Reading passage:
Note that the alignment of Honey bee GSTD1
and SSPA_ECO57 includes portions of both the N-terminal and
C-terminal domains, but neither domain is completely aligned. Why might
the alignments not include the complete domains?
Is your explanation for the partial domain alignment consistent the
the belief that domains have a characteristic length because they represent compact folding units? How might you
test whether a complete domain is present?
Note that this Honey bee glutathione transferase shares significant
similarity with both sequences from bacteria (SSPA_ECO57, stringent
starvation protein) and mammals. How might you test whether the
stringent starvation protein is homologous to glutathione
transferases? (Hint - compare your candidate non-homolog
with SwissProt for a more comprehensive test.)
In a new window, repeat the
GSTD1 search [pgm] using the BLASTP62/-11/-1
scoring matrix that
BLAST uses.
Re-examine the honey bee/SSPA_ECO57 alignment and compare the alignment that you got with BLOSUM50 (the first search) with the alignment you get with BLASTP62.
(In the afternoon lecture and workshop, we will discuss how
different scoring matrices have different preferred evolutionary
distances. BLOSUM50 is more sensitive for alignmets that are about
25% identical, while BLOSUM62 works best for 30% identical
alignments. Keep that in mind while answering the following
questions.)
Do both Glutathione transferase domains align in the honey bee
protein?? Does that imply that one of the domains is not present?
Look at the alignments to the homologs above and
below SSPA_ECO57. Based on those. aligments, do you think
the Glutathione-S-Trfase C-like domain is really missing from the
honey bee protein?

Work task 1: Summarize the glutathione transferase alignment exercise in two sentences.
Work task 2: State whether each statement agrees with the glutathione transferase alignment exercise. Answer yes or no, and quote the deciding words. (a) BLOSUM50 works best for alignments that are about 30% identical. (b) The honey bee glutathione transferase shows significant similarity to sequences from both bacteria and mammals. (c) The first search used BLOSUM50.
The records have no connection to the text.

Extracted entries:
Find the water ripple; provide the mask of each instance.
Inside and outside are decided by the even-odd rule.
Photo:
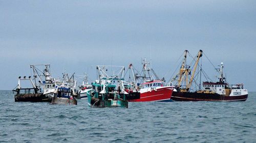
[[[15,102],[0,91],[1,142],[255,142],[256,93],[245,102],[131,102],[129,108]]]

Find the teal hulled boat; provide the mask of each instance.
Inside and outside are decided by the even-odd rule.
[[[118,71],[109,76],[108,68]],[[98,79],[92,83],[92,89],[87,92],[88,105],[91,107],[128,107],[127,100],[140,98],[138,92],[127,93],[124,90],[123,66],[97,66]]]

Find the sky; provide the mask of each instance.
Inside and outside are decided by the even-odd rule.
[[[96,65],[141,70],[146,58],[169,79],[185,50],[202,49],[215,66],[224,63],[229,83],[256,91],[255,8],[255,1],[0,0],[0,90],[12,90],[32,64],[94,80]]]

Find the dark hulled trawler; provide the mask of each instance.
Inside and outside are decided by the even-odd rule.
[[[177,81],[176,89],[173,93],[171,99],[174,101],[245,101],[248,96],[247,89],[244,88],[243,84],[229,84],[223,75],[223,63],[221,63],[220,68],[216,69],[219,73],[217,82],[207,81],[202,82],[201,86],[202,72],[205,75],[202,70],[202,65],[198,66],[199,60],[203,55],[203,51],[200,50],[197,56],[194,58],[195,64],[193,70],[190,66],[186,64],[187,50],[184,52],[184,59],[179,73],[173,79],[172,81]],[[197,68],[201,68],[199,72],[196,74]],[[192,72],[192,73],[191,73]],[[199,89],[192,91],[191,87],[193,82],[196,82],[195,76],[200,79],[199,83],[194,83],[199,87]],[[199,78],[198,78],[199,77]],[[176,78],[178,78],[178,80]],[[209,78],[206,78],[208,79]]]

Exercise solution 1: The exercise asks why the alignment of honey bee GSTD1 and SSPA_ECO57 covers only portions of the N-terminal and C-terminal domains, how to test whether a complete domain is present, and how to test whether the stringent starvation protein is homologous to glutathione transferases. It then has the reader repeat the GSTD1 search with the BLASTP62 scoring matrix, compare that alignment with the BLOSUM50 one, and judge whether the Glutathione-S-Trfase C-like domain is really missing from the honey bee protein.

Exercise solution 2:
(a) No: "BLOSUM62 works best for 30% identical alignments"
(b) Yes: "shares significant similarity with both sequences from bacteria (SSPA_ECO57, stringent starvation protein) and mammals"
(c) Yes: "the alignment that you got with BLOSUM50 (the first search)"